(Referring expression pointing data)
- - -

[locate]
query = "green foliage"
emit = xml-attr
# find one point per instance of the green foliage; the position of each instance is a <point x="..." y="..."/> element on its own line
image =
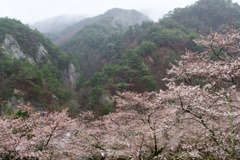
<point x="173" y="57"/>
<point x="206" y="15"/>
<point x="146" y="48"/>
<point x="95" y="94"/>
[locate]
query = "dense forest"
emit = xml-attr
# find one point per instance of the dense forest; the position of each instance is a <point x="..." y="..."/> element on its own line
<point x="33" y="77"/>
<point x="116" y="90"/>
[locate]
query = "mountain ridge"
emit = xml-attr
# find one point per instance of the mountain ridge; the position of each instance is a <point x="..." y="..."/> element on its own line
<point x="121" y="18"/>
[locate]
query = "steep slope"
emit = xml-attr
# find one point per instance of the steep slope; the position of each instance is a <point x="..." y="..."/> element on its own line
<point x="206" y="15"/>
<point x="120" y="19"/>
<point x="32" y="68"/>
<point x="56" y="24"/>
<point x="111" y="59"/>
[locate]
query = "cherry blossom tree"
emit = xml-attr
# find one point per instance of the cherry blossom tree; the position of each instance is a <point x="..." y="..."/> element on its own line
<point x="41" y="135"/>
<point x="198" y="116"/>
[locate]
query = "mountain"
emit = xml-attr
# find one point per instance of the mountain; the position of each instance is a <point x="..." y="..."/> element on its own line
<point x="32" y="69"/>
<point x="112" y="59"/>
<point x="56" y="24"/>
<point x="207" y="15"/>
<point x="120" y="18"/>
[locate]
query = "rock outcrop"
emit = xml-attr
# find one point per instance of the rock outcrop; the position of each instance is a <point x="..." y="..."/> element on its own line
<point x="11" y="48"/>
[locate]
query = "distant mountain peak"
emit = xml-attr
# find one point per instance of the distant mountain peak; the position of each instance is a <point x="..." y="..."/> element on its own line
<point x="120" y="18"/>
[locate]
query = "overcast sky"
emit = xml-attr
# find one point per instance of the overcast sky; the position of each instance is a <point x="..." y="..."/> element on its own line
<point x="29" y="11"/>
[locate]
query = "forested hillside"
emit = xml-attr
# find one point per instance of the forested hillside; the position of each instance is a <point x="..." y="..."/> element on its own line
<point x="118" y="18"/>
<point x="31" y="67"/>
<point x="149" y="91"/>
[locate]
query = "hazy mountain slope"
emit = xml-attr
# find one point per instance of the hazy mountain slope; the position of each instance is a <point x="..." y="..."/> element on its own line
<point x="56" y="24"/>
<point x="32" y="68"/>
<point x="111" y="59"/>
<point x="120" y="18"/>
<point x="206" y="15"/>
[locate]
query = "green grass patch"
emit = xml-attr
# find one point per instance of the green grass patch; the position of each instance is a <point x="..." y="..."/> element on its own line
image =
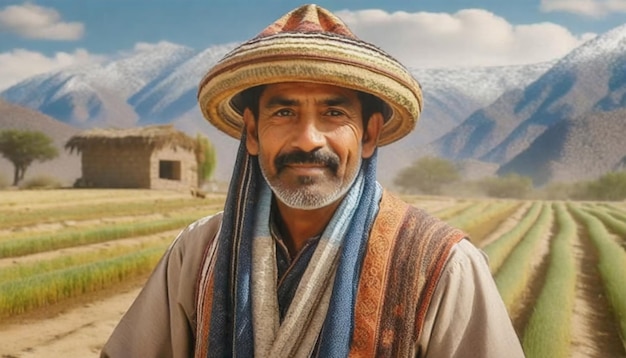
<point x="78" y="237"/>
<point x="19" y="271"/>
<point x="20" y="296"/>
<point x="86" y="211"/>
<point x="612" y="265"/>
<point x="548" y="333"/>
<point x="515" y="273"/>
<point x="499" y="250"/>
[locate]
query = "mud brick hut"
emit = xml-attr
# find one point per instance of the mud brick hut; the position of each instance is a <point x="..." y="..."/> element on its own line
<point x="154" y="157"/>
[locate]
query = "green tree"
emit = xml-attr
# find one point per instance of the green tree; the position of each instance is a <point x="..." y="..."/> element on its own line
<point x="206" y="157"/>
<point x="427" y="175"/>
<point x="509" y="186"/>
<point x="22" y="148"/>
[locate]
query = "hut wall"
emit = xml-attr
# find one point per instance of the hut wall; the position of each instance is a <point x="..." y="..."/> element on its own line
<point x="173" y="168"/>
<point x="116" y="166"/>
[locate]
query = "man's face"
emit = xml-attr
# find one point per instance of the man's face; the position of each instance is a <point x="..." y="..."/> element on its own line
<point x="310" y="140"/>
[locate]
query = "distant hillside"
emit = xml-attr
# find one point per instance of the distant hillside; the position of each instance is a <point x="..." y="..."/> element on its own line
<point x="65" y="167"/>
<point x="590" y="78"/>
<point x="575" y="149"/>
<point x="158" y="84"/>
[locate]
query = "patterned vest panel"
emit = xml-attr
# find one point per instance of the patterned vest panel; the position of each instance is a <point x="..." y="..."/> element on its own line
<point x="407" y="252"/>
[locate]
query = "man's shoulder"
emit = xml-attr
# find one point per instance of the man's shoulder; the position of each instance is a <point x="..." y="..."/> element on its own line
<point x="198" y="235"/>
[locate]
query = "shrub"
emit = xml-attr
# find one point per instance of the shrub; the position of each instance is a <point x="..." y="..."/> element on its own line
<point x="3" y="182"/>
<point x="611" y="186"/>
<point x="41" y="182"/>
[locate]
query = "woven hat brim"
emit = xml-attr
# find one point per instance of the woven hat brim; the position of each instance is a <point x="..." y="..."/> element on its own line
<point x="317" y="58"/>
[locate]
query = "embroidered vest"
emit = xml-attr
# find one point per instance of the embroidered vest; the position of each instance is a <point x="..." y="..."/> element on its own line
<point x="406" y="253"/>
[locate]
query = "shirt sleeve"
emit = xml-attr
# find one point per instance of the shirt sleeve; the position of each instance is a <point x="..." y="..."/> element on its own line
<point x="466" y="317"/>
<point x="161" y="322"/>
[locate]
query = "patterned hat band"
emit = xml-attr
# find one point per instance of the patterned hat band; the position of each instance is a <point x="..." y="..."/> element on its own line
<point x="318" y="56"/>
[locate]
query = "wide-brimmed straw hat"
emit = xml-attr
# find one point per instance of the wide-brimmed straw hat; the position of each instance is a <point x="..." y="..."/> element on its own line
<point x="310" y="44"/>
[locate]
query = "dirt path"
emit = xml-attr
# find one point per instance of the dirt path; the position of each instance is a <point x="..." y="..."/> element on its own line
<point x="136" y="241"/>
<point x="79" y="332"/>
<point x="594" y="330"/>
<point x="539" y="269"/>
<point x="507" y="225"/>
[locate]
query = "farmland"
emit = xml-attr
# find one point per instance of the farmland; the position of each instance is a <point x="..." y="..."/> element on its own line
<point x="559" y="266"/>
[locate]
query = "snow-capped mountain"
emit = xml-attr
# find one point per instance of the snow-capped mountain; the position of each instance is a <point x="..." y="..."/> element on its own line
<point x="158" y="84"/>
<point x="590" y="78"/>
<point x="97" y="95"/>
<point x="490" y="114"/>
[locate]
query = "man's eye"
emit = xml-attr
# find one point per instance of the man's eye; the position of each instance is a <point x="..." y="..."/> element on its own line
<point x="283" y="113"/>
<point x="334" y="113"/>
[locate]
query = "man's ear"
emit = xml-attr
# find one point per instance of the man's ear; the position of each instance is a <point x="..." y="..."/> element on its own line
<point x="371" y="134"/>
<point x="252" y="139"/>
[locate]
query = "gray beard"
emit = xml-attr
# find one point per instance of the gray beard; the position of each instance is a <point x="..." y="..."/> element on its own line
<point x="307" y="197"/>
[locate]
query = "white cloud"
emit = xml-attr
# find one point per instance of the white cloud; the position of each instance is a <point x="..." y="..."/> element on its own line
<point x="471" y="37"/>
<point x="20" y="64"/>
<point x="590" y="8"/>
<point x="37" y="22"/>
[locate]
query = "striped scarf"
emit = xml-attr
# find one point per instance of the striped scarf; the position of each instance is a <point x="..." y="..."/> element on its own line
<point x="238" y="309"/>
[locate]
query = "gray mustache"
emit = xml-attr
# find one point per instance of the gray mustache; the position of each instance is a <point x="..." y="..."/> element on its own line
<point x="329" y="159"/>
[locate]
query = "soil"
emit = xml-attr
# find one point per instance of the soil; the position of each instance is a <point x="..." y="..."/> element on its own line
<point x="75" y="332"/>
<point x="539" y="268"/>
<point x="594" y="329"/>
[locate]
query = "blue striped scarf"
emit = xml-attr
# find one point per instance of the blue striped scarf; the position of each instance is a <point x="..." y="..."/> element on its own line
<point x="245" y="217"/>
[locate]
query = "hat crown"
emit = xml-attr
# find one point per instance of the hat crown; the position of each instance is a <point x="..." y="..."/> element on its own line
<point x="308" y="19"/>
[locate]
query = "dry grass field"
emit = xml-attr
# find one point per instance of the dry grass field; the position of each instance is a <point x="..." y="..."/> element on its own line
<point x="72" y="261"/>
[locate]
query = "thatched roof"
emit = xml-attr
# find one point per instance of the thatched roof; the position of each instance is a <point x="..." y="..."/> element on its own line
<point x="155" y="137"/>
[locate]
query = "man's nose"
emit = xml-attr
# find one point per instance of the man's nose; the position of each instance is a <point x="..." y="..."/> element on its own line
<point x="308" y="136"/>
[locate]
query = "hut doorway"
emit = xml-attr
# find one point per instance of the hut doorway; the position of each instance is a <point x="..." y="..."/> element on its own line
<point x="169" y="169"/>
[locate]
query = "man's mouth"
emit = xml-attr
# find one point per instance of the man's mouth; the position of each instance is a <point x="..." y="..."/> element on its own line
<point x="307" y="162"/>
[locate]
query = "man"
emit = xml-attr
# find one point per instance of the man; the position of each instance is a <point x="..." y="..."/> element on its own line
<point x="310" y="256"/>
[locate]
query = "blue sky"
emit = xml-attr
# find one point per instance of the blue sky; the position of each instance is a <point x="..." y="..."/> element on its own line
<point x="45" y="35"/>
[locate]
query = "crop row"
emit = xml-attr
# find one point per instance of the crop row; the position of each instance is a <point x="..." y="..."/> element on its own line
<point x="33" y="292"/>
<point x="77" y="237"/>
<point x="516" y="271"/>
<point x="499" y="250"/>
<point x="19" y="271"/>
<point x="548" y="333"/>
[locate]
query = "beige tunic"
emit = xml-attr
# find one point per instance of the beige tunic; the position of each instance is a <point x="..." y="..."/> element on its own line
<point x="465" y="319"/>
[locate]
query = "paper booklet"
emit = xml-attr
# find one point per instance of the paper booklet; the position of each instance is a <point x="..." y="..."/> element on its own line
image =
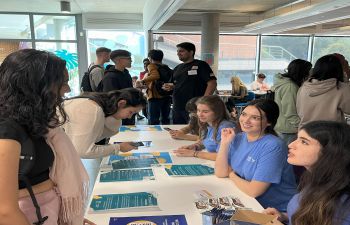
<point x="110" y="202"/>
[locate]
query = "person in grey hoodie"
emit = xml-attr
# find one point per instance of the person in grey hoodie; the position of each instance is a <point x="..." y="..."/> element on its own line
<point x="286" y="87"/>
<point x="324" y="96"/>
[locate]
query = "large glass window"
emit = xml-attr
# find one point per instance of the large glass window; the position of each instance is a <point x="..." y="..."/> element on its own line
<point x="167" y="43"/>
<point x="236" y="58"/>
<point x="49" y="27"/>
<point x="133" y="42"/>
<point x="329" y="45"/>
<point x="13" y="26"/>
<point x="7" y="47"/>
<point x="68" y="52"/>
<point x="278" y="51"/>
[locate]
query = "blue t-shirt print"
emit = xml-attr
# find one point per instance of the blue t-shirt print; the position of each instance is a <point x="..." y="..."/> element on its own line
<point x="264" y="160"/>
<point x="209" y="141"/>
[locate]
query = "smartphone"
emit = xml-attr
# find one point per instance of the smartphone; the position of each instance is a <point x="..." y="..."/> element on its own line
<point x="137" y="144"/>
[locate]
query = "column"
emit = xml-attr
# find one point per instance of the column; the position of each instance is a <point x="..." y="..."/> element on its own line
<point x="210" y="40"/>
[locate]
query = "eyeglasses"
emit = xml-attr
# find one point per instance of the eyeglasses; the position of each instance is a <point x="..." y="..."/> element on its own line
<point x="129" y="58"/>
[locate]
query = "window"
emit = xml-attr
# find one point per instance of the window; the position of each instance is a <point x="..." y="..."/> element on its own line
<point x="48" y="27"/>
<point x="68" y="52"/>
<point x="13" y="26"/>
<point x="236" y="58"/>
<point x="7" y="47"/>
<point x="329" y="45"/>
<point x="278" y="51"/>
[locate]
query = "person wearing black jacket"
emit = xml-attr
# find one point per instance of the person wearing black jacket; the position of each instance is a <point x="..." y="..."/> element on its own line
<point x="118" y="77"/>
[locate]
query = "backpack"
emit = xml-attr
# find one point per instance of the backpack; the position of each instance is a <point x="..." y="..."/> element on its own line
<point x="165" y="74"/>
<point x="85" y="81"/>
<point x="26" y="163"/>
<point x="270" y="95"/>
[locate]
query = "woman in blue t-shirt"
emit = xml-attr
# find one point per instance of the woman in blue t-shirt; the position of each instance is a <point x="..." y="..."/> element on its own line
<point x="323" y="148"/>
<point x="256" y="159"/>
<point x="212" y="117"/>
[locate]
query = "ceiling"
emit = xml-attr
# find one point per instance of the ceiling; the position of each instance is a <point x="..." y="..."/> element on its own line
<point x="325" y="17"/>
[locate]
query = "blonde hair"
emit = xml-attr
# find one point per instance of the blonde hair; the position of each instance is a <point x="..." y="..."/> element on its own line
<point x="236" y="84"/>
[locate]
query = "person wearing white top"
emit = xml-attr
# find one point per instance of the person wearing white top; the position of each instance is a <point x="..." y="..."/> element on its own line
<point x="259" y="84"/>
<point x="95" y="116"/>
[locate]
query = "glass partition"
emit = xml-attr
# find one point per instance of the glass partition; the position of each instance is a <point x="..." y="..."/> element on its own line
<point x="13" y="26"/>
<point x="237" y="55"/>
<point x="278" y="51"/>
<point x="48" y="27"/>
<point x="329" y="45"/>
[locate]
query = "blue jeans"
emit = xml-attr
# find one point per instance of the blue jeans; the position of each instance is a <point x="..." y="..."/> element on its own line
<point x="159" y="110"/>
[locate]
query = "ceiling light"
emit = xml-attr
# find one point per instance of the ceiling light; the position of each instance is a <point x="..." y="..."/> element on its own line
<point x="65" y="7"/>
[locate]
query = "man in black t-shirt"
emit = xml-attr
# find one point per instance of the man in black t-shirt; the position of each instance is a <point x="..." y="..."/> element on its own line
<point x="117" y="77"/>
<point x="192" y="78"/>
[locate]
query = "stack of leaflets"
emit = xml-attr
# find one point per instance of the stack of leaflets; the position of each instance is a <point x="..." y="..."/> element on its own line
<point x="189" y="170"/>
<point x="162" y="157"/>
<point x="134" y="163"/>
<point x="227" y="202"/>
<point x="156" y="220"/>
<point x="127" y="175"/>
<point x="101" y="203"/>
<point x="140" y="128"/>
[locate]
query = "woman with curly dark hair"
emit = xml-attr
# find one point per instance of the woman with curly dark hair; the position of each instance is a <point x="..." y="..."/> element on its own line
<point x="256" y="159"/>
<point x="212" y="119"/>
<point x="94" y="116"/>
<point x="32" y="83"/>
<point x="323" y="148"/>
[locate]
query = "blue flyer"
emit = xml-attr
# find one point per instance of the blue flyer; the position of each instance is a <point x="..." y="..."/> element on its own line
<point x="140" y="128"/>
<point x="147" y="220"/>
<point x="162" y="157"/>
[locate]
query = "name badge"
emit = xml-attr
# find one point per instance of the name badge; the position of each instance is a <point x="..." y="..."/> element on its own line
<point x="192" y="72"/>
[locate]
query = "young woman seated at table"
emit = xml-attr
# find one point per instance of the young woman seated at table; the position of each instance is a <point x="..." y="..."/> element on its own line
<point x="256" y="159"/>
<point x="259" y="84"/>
<point x="239" y="91"/>
<point x="95" y="116"/>
<point x="191" y="131"/>
<point x="213" y="117"/>
<point x="323" y="148"/>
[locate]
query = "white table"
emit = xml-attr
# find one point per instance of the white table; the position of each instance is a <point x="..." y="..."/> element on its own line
<point x="176" y="195"/>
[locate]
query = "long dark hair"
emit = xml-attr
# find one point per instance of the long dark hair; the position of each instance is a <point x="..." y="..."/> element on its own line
<point x="271" y="110"/>
<point x="298" y="71"/>
<point x="108" y="101"/>
<point x="326" y="67"/>
<point x="325" y="188"/>
<point x="30" y="83"/>
<point x="215" y="104"/>
<point x="191" y="108"/>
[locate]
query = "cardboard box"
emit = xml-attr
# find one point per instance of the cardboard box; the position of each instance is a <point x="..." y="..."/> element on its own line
<point x="247" y="217"/>
<point x="241" y="217"/>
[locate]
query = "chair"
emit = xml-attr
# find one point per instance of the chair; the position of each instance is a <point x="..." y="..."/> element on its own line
<point x="240" y="106"/>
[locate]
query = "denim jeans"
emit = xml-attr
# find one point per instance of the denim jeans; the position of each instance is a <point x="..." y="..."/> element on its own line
<point x="159" y="110"/>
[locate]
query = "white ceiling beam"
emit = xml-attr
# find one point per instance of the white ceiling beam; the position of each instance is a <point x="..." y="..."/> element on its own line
<point x="326" y="11"/>
<point x="157" y="12"/>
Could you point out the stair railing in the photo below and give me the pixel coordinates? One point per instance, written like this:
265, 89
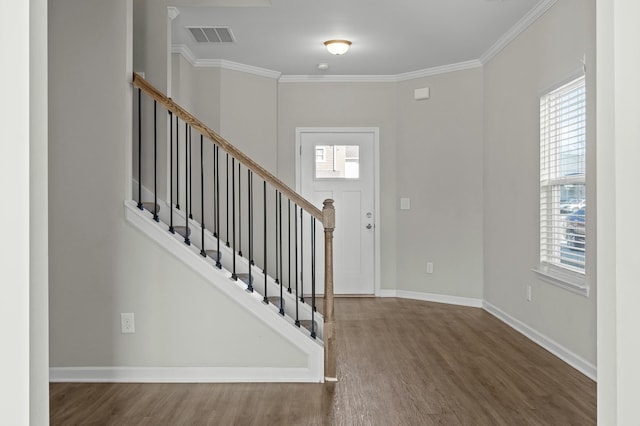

- - -

- WHAT IS NEEDED:
Line count for the word "foliage": give the number of lines in the entries above that contain it, and nothing more.

- FINISHED EXERCISE:
2